- _What you will do_
Provide a character-exact reproduction of the lines from the line with "Place one point per instance of the pool lane" to the end of the entries.

....

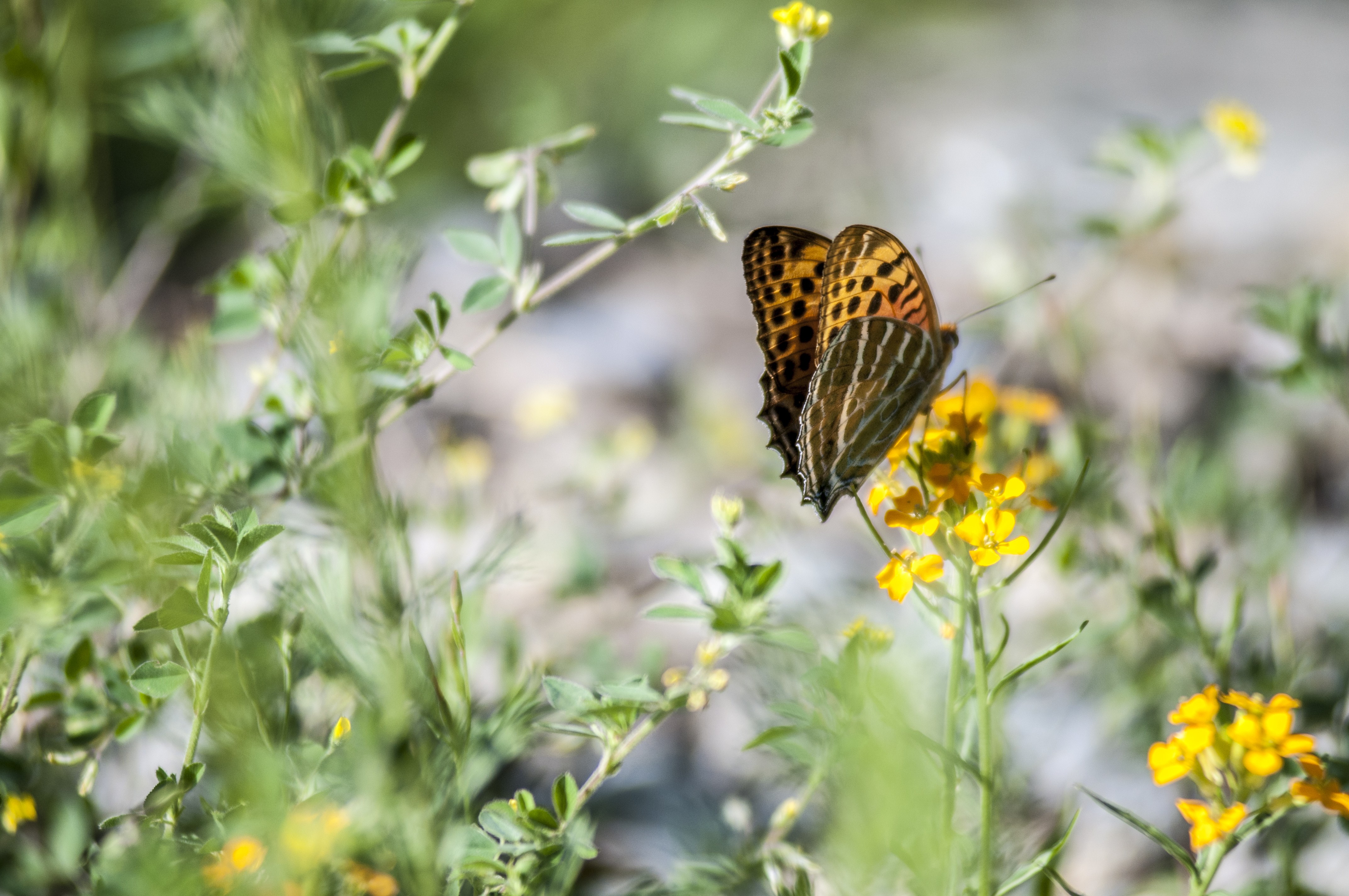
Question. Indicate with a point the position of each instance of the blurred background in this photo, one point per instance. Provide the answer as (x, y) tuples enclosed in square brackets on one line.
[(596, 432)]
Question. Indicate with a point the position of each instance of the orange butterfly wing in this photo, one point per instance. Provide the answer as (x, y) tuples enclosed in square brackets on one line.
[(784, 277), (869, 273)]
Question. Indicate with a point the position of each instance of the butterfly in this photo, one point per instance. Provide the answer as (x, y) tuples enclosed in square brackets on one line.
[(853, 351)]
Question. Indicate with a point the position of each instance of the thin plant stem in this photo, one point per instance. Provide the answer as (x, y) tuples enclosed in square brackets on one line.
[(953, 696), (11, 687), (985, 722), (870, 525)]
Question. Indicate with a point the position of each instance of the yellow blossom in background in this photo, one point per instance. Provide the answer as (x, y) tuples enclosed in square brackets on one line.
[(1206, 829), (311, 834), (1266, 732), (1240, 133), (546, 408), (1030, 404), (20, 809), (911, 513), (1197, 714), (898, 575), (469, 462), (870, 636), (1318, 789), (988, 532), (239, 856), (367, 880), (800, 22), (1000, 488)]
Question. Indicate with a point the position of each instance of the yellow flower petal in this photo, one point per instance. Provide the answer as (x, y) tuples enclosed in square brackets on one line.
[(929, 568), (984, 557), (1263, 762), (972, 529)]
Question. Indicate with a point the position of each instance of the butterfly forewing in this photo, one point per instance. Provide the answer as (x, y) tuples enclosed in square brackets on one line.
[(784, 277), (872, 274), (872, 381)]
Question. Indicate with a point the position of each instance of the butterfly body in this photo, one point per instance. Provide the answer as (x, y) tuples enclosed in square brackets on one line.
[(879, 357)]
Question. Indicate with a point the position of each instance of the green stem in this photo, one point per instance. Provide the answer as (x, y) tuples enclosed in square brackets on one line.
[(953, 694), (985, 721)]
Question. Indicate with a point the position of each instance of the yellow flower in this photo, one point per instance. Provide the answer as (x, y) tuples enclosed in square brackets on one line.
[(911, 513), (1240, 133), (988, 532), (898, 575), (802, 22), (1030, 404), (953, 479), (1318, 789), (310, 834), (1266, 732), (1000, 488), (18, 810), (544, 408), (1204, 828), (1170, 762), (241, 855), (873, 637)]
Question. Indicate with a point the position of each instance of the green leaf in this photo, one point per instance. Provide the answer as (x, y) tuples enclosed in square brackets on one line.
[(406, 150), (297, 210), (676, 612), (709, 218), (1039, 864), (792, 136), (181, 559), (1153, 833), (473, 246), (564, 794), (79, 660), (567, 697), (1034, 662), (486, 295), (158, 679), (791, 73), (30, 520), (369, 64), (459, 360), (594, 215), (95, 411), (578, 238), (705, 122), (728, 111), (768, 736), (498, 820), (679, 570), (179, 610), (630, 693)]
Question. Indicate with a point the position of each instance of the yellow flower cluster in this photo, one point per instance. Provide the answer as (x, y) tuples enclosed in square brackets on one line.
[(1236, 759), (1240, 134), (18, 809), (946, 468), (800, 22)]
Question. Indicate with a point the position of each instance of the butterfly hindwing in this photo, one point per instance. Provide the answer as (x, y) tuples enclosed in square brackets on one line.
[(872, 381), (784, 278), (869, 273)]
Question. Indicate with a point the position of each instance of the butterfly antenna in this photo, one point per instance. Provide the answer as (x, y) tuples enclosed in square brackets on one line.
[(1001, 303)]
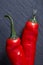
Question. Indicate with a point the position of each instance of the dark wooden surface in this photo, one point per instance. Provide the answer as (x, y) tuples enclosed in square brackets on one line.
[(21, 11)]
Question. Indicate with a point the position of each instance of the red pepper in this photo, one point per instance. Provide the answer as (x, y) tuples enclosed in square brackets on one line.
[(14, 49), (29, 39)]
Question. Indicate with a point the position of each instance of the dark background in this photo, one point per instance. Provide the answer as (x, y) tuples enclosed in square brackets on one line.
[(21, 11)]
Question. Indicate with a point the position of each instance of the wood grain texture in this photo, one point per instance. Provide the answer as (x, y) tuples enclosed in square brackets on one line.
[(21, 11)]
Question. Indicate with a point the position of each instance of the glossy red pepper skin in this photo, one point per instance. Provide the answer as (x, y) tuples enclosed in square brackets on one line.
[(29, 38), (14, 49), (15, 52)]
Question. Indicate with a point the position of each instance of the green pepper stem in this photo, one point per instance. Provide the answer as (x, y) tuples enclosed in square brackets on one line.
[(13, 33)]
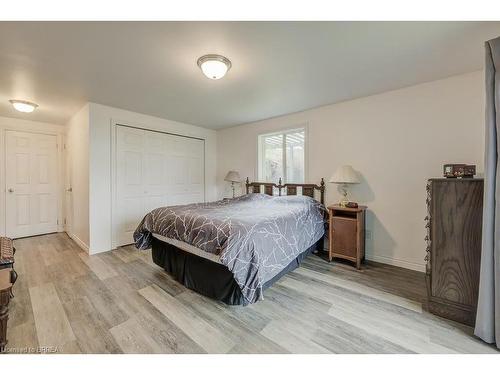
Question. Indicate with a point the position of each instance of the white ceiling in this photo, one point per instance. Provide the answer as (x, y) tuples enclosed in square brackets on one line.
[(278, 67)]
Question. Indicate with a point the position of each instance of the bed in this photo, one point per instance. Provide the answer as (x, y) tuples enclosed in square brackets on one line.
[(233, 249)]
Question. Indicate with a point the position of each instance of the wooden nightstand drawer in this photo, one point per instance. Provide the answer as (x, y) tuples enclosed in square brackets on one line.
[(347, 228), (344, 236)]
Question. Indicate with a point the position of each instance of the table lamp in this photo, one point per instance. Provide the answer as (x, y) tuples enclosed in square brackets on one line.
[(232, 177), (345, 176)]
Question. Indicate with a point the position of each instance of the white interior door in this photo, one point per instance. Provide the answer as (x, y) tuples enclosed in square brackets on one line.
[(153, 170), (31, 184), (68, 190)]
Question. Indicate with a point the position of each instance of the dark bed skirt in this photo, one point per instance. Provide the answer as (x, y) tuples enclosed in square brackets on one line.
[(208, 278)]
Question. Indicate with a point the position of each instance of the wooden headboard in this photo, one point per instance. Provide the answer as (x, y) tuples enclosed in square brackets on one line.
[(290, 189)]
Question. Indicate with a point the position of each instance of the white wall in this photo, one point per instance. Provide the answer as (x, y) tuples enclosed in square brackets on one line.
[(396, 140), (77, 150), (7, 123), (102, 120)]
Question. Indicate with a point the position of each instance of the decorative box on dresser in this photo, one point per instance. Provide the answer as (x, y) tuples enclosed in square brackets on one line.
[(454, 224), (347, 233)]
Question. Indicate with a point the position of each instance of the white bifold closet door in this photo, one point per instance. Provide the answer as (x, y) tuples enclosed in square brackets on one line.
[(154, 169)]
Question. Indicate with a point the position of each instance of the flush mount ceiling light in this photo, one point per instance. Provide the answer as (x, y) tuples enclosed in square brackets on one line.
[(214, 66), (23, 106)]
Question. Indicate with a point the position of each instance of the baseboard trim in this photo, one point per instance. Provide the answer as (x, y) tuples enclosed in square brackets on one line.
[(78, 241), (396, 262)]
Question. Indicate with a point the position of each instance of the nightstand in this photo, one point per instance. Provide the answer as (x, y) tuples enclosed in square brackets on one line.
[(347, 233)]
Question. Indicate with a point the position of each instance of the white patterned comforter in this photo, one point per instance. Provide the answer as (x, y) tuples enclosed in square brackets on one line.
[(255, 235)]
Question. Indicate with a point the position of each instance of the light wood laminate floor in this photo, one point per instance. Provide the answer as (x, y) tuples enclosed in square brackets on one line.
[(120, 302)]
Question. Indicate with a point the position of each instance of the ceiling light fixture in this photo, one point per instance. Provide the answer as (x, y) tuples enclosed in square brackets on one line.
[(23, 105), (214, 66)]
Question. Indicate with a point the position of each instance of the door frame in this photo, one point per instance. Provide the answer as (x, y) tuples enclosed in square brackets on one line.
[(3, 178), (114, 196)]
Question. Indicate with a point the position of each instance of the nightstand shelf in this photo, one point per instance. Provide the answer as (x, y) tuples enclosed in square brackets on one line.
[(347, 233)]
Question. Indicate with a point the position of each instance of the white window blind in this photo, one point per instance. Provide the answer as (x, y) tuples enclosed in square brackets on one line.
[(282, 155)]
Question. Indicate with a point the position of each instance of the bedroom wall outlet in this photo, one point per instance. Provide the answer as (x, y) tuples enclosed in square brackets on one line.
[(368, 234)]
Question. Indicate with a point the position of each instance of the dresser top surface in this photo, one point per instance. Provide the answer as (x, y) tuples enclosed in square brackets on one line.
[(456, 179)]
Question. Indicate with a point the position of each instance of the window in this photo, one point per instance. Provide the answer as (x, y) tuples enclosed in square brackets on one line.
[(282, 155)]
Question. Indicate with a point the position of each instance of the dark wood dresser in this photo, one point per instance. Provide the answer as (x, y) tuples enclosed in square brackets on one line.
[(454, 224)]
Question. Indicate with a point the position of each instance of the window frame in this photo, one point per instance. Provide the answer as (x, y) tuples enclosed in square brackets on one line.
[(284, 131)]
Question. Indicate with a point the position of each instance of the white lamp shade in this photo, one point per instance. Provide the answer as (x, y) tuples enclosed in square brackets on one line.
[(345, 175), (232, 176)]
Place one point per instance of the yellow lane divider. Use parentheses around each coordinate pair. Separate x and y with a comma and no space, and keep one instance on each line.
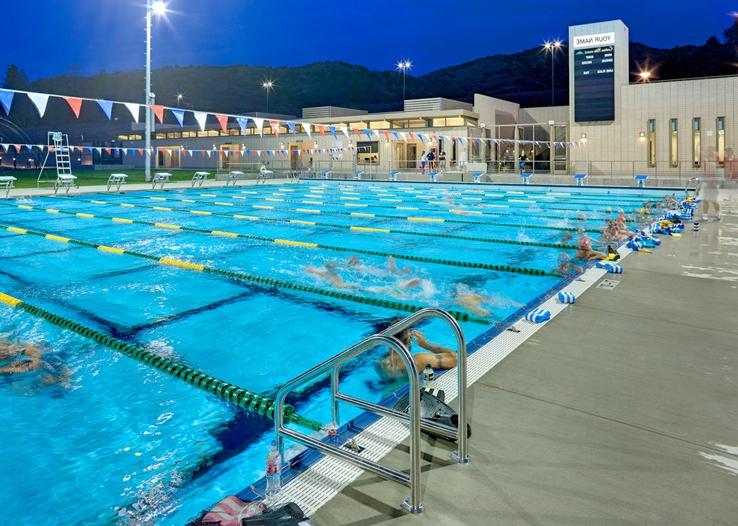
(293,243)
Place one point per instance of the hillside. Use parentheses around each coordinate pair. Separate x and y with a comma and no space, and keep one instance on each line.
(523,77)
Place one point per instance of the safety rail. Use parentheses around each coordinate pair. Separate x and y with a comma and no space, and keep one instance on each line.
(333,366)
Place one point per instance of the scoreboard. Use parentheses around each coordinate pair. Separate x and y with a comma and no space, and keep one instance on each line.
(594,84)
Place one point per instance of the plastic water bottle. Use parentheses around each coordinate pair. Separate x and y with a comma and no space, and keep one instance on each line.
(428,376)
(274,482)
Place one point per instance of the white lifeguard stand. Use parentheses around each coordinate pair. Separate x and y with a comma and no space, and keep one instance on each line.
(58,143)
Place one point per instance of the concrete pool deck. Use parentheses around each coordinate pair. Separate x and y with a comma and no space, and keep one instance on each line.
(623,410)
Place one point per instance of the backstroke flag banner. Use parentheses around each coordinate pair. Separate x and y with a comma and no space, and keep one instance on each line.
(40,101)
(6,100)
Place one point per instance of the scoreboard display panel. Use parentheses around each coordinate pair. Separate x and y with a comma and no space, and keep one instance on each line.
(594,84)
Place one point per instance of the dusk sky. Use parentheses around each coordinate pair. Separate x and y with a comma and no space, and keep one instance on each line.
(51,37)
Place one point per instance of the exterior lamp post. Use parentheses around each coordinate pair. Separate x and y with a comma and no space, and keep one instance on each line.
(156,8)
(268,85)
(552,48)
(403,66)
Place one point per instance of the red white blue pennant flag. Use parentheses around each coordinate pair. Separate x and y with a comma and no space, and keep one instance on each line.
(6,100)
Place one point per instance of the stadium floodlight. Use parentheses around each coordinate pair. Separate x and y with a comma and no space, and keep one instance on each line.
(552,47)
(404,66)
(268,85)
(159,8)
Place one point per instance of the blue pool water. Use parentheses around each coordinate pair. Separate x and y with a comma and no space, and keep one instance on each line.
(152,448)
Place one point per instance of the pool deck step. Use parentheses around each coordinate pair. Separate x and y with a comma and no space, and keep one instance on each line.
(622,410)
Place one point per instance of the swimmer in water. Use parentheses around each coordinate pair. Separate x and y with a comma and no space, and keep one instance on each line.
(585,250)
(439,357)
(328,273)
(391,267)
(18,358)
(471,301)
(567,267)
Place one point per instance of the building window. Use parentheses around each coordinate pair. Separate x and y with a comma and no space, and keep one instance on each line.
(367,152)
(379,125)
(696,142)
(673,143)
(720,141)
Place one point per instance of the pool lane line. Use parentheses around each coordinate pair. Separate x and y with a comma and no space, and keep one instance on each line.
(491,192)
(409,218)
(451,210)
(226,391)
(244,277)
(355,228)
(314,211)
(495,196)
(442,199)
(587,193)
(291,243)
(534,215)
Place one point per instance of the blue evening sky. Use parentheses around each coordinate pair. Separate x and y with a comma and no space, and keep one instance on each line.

....

- _Written solution_
Place one point per instance of the pool lane line. Use parentheses around each coordinate pair. Separate x and y with a comma and no space, and keep one instance on each line.
(491,192)
(409,218)
(451,210)
(226,391)
(244,277)
(355,228)
(314,211)
(495,196)
(442,199)
(587,193)
(291,243)
(534,215)
Place one point per instance of the blue evening sky. Use parentheses around each coordinate pair. Separate x and y with a comma and no space, and keep one instance on each line.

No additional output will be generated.